Exercise description >>
Could you give every record below again with "drop a single marker" changed to "place one point" and nothing else altered, leaving the pictures out?

Data shown >>
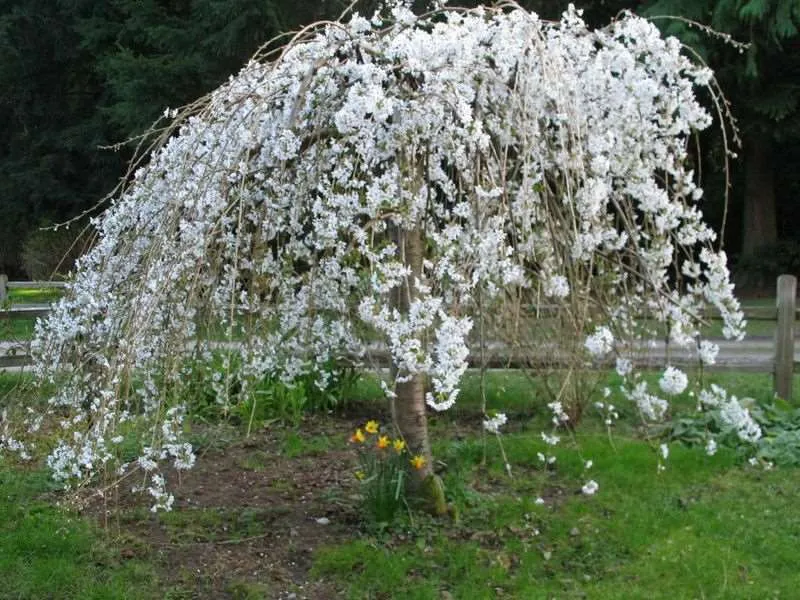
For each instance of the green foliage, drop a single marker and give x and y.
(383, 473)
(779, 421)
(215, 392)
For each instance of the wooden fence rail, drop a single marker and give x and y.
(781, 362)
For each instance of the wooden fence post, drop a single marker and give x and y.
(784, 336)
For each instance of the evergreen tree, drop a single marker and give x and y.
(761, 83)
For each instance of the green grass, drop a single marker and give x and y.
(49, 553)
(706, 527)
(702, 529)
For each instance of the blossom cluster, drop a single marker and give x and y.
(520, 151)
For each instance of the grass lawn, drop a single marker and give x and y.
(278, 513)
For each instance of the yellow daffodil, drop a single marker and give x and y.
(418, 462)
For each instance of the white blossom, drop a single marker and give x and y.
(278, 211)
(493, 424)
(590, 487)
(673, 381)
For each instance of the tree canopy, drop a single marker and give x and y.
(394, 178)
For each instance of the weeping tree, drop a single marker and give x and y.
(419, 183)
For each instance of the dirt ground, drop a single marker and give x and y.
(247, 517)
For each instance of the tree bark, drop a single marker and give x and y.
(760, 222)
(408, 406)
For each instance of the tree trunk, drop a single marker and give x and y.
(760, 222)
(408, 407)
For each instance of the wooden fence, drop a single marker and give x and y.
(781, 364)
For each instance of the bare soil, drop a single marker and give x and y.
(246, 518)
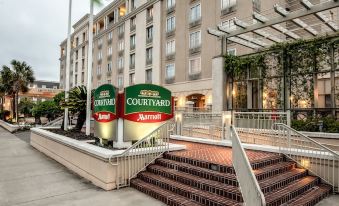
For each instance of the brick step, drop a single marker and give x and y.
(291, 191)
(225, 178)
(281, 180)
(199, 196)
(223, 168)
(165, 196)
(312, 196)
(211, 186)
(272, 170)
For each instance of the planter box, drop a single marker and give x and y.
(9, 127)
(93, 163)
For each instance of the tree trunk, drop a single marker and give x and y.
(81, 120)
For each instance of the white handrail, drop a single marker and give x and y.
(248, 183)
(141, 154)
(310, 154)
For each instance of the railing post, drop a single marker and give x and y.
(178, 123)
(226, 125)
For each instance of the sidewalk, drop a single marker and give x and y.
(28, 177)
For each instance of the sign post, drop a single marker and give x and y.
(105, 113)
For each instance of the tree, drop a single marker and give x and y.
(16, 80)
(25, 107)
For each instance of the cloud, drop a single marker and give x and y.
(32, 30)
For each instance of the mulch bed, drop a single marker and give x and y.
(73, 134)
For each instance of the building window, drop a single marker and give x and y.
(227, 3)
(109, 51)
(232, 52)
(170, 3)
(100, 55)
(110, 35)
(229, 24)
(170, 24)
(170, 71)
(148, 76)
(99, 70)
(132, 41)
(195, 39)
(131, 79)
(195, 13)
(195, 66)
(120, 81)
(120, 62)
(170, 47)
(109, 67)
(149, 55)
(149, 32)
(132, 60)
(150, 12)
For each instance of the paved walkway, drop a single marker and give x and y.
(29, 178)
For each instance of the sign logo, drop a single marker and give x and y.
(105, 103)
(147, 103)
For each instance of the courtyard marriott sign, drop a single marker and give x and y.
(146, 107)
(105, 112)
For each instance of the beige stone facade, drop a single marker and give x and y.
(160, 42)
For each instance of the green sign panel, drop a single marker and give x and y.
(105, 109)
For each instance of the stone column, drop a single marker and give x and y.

Reply >>
For each instance of the green foliage, place one point and give x and y.
(383, 473)
(779, 421)
(215, 392)
For each instance of the wooden fence rail, place one point and give x and y.
(781, 362)
For each instance of the wooden fence post, place one point and give x and y.
(784, 336)
For each instance of the evergreen tree, place one point and give x and y.
(761, 83)
For each instance of the green grass, place one point and give x and y.
(49, 553)
(706, 527)
(702, 529)
For each instance of the blossom cluster, place one point and give x and y.
(520, 151)
For each instance of the grass lawn, place one point and give x and y.
(278, 513)
For each instance of the yellow daffodil, place one point and give x and y.
(418, 462)
For each instance of the white blossom, place one point and give x and y.
(278, 211)
(493, 424)
(590, 487)
(673, 381)
For each instance of the tree canopy, place one point and give x and y.
(394, 178)
For each instance of the weeping tree, place one point and give x and y.
(419, 183)
For each instance of the dirt ground, place one point and give x and y.
(247, 517)
For each instance of the tree bark, place one point and give x and y.
(760, 222)
(408, 406)
For each instance of the tree trunk, place one point and give x and y.
(760, 222)
(408, 407)
For each instance of the wooden fence, place one point and give x and y.
(781, 364)
For each instance of the bare soil, place one point and give x and y.
(246, 518)
For each instance of the brick step, place one point and give x and y.
(291, 191)
(225, 178)
(281, 180)
(199, 196)
(223, 168)
(165, 196)
(312, 196)
(211, 186)
(272, 170)
For each instance of the planter box, place one point and give x and y.
(9, 127)
(93, 163)
For each instance of the tree trunk, place one point and give x and y.
(81, 120)
For each instance of the white handrail, place one point and give x and y.
(248, 183)
(141, 154)
(310, 154)
For each instance of the railing post, place one point and give x and y.
(178, 123)
(226, 125)
For each instance of the sidewalk, place one point and give x and y.
(28, 177)
For each instance of the sign post, place one point and give x and y.
(105, 113)
For each instance of the tree, place one point and give x and y.
(16, 80)
(25, 107)
For each instance of the cloud, place one point and give x and y.
(32, 30)
For each instance of the mulch bed, place one point and give x and y.
(73, 134)
For each instance of the building window, place one point and give x and y.
(227, 3)
(109, 51)
(232, 52)
(170, 3)
(100, 55)
(110, 35)
(229, 24)
(170, 24)
(170, 71)
(148, 76)
(99, 70)
(132, 41)
(195, 39)
(131, 79)
(195, 13)
(195, 66)
(120, 81)
(120, 62)
(170, 47)
(109, 67)
(149, 55)
(149, 32)
(132, 60)
(150, 12)
For each instance of the paved walkway, place one point and give x and y.
(29, 178)
For each instance of the sign logo, place one point and give x and y.
(105, 103)
(147, 103)
For each instance of the courtyard marriott sign, place one point and give x and y.
(146, 107)
(105, 112)
For each instance of the beige stone facade, place one point and give x and y.
(160, 42)
For each instance of the green sign panel, place one point and give x and y.
(105, 109)
For each instance of the stone column, place one point and give x and y.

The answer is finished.